- Extracted records
==============================

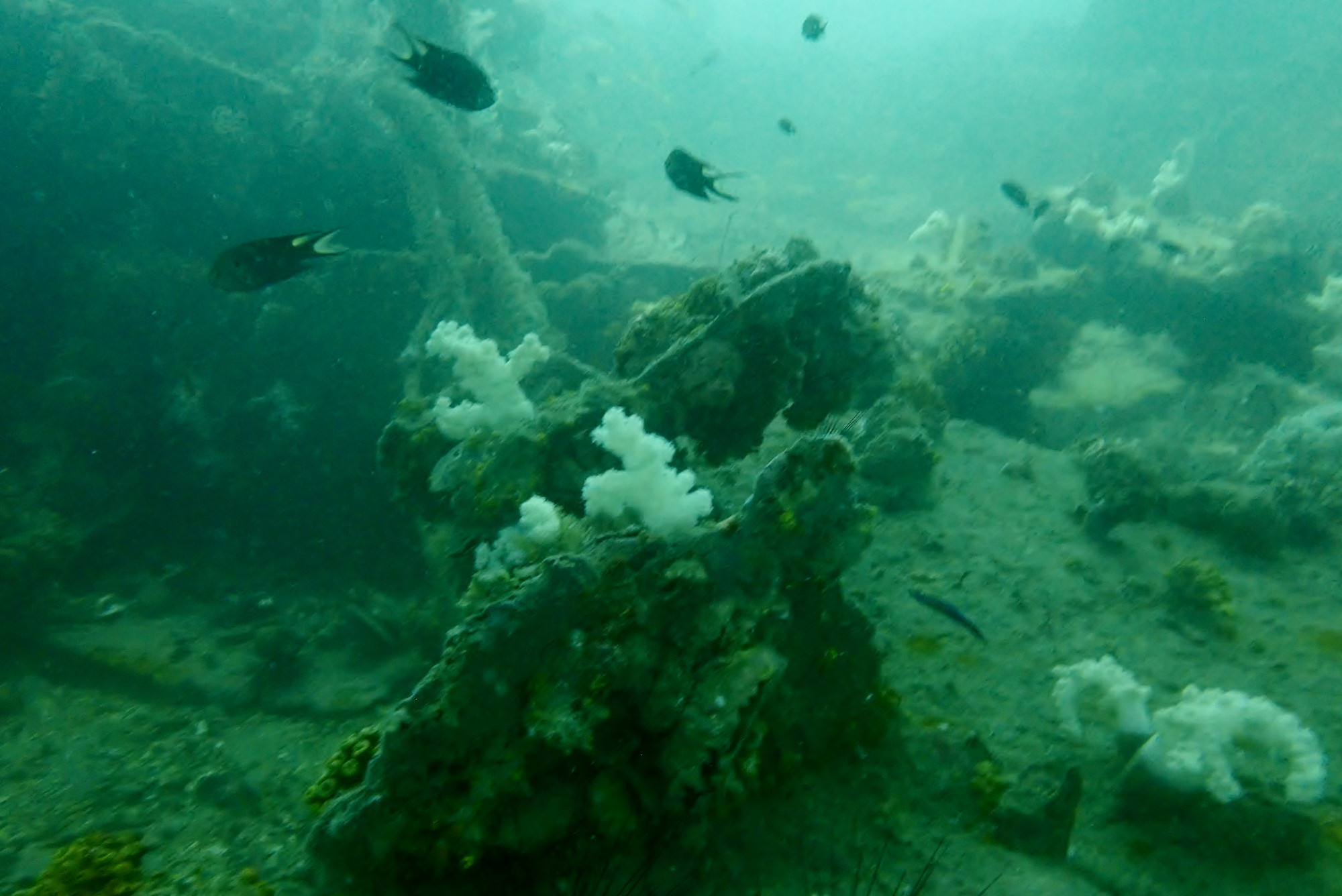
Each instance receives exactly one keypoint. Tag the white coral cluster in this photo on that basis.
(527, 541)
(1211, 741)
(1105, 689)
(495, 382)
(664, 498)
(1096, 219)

==============================

- What to produce
Please copy out the entries above exactly as they appear, but skip their images.

- Answer box
Each instance receives exactly one keypoint. Tag the white coral cluster in this photo on that basis.
(527, 541)
(1211, 741)
(1105, 689)
(495, 382)
(664, 498)
(1096, 219)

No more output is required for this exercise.